**Excerpt provided:**

=== Section Start ===

Carotid plaque assessment

John Sandlund

Worldwide, the most common cause of death is cardiovascular disease and the dominant cause of cardiovascular disease is atherosclerosis. A significant atherosclerotic plaque in the carotid increases the risk of future heart attack, stroke and cardiovascular death. This project develops novel methods for better risk assessment of carotid plaque by focusing on plaque composition and blood flow parameters rather than level of vessel constriction.

Atherosclerotic plaques

Atherosclerosis is caused by accumulation of fat, primarily cholesterol in the wall of arteries. When the fat builds up in the arterial wall it causes thickening of the vessel wall and the thickened area bulges out into the vessel. These thickened areas are called atherosclerotic plaques.

Strokes resulting from blood clots that migrate to the brain from plaque in the carotids cause 2.5% of all deaths. Today, plaque that cause more than 70 % constriction of the carotid in stroke patients are removed surgically to avoid future strokes. The hypothesis is that the blood clots are formed when the plaque surface rupture.

=== Section End ===

**Supplied records:**

=== Section Start ===

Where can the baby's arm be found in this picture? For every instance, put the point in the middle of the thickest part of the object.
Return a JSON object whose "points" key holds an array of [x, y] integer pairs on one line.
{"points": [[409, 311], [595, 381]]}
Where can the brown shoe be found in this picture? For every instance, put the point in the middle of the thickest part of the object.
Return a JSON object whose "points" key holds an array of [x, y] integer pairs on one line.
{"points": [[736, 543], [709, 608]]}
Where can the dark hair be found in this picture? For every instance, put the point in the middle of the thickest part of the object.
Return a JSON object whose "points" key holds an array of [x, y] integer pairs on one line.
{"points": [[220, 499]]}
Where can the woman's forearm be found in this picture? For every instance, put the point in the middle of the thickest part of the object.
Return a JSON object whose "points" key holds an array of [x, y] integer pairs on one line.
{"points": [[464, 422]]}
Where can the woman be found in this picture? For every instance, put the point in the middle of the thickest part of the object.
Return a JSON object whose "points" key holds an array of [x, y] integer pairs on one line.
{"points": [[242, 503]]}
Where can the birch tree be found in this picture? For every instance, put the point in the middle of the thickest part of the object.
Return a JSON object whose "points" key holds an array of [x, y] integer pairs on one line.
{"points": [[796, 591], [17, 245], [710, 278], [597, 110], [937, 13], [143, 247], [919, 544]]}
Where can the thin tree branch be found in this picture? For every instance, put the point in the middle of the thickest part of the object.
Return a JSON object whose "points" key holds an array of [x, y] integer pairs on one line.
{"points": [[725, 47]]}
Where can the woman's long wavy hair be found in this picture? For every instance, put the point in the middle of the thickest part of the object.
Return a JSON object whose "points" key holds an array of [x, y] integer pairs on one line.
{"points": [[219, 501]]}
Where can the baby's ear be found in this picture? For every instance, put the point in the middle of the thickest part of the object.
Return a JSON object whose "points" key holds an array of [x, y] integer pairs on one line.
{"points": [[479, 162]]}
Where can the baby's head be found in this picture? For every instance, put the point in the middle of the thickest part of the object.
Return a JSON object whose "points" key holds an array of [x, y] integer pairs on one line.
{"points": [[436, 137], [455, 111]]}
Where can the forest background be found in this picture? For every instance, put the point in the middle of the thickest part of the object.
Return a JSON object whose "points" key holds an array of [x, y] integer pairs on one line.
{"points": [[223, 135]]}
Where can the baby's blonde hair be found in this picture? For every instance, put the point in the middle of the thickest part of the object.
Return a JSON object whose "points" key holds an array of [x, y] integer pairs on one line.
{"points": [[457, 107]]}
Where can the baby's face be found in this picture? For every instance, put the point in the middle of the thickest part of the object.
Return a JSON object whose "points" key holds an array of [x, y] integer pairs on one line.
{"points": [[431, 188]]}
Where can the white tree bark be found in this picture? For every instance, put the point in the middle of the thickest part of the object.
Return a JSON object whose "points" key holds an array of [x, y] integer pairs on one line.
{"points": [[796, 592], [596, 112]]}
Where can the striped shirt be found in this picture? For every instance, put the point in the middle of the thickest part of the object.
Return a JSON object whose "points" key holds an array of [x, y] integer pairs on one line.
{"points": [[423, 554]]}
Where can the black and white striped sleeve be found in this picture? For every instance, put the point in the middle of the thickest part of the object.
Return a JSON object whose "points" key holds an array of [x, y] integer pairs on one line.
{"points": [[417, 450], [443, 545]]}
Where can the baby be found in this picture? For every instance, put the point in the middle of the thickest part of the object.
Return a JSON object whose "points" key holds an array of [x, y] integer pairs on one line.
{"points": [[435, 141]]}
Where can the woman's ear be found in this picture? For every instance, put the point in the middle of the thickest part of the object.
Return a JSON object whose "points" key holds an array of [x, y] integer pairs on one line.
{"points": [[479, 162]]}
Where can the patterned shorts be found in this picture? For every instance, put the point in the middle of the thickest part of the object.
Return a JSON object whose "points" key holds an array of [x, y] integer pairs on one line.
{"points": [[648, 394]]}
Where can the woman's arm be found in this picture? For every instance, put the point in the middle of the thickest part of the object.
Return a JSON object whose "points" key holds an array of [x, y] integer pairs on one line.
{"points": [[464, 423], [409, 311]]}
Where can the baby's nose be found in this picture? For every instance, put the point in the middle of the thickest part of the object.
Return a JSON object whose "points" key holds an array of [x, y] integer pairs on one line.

=== Section End ===

**Instructions:**
A – According to the text on carotid plaque assessment, what outcomes does a significant atherosclerotic plaque in the carotid increase the risk of? List all of them.
B – In the text on carotid plaque assessment, what share of all deaths is caused by strokes from blood clots that migrate to the brain from carotid plaque?

**Answers given:**
A – Future heart attack, stroke, and cardiovascular death.

B – 2.5% of all deaths.